━━━ Available records ━━━

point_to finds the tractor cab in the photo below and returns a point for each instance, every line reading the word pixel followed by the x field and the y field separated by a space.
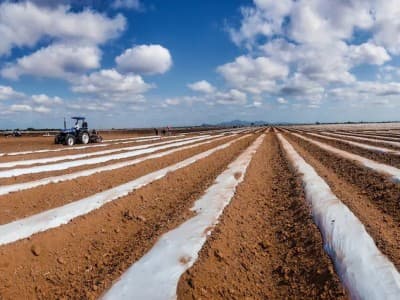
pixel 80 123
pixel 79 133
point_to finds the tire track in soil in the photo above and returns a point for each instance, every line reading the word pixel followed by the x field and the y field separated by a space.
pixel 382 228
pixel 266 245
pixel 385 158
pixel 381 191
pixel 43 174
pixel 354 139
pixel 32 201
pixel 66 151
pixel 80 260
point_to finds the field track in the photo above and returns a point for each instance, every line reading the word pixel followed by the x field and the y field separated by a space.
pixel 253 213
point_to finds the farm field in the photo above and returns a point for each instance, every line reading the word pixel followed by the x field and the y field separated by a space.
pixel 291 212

━━━
━━━ Available records ━━━

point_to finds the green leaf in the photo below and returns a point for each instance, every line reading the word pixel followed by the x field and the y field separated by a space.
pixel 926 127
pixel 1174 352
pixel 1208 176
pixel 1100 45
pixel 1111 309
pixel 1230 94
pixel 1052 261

━━━

## What to work on
Can you switch "tractor cab" to "tractor hood" in the records starting at the line containing "point_to finds the tractor" and ending at the line containing "pixel 79 133", then give back only those lines, otherwise unchanged and without the pictures?

## Completed exercise
point_to finds the tractor hood in the photo below and returns a point for each instance, every line reading the word pixel followed by the x field and the y field separated by a space.
pixel 80 123
pixel 79 133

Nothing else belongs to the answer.